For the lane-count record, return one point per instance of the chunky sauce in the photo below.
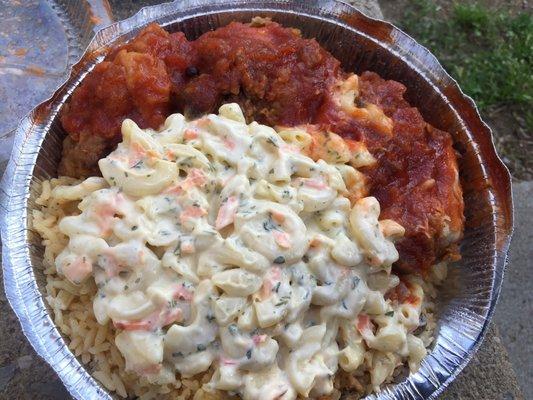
(278, 78)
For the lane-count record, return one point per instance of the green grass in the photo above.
(489, 52)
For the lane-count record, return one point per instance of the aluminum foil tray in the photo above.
(466, 301)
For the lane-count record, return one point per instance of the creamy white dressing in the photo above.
(215, 243)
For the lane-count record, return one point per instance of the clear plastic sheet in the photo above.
(466, 301)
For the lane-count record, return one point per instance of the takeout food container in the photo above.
(466, 301)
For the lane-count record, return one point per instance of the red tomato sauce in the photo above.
(278, 78)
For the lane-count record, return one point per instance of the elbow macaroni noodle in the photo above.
(219, 244)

# WORK ORDER
What must be transcribed is the run of lines from the one containing "dressing in the photo above." to the last line of the data above, inclusive, and only that.

# RESULT OF THE EXERCISE
For the lane-count record, return one point per instance of the creamy white dressing in the photo above.
(215, 243)
For the lane-count record, return one point per instance of the clear plastic sheet in the photo above.
(466, 301)
For the lane-count record, return one point per instance of the takeout food container in the photo above.
(466, 301)
For the lane-count record, return one point per instance of the red tomato sauce in the photo above.
(278, 78)
For the lane-count record, return one point per instance of the elbow macaroni noodle in the photo above.
(219, 244)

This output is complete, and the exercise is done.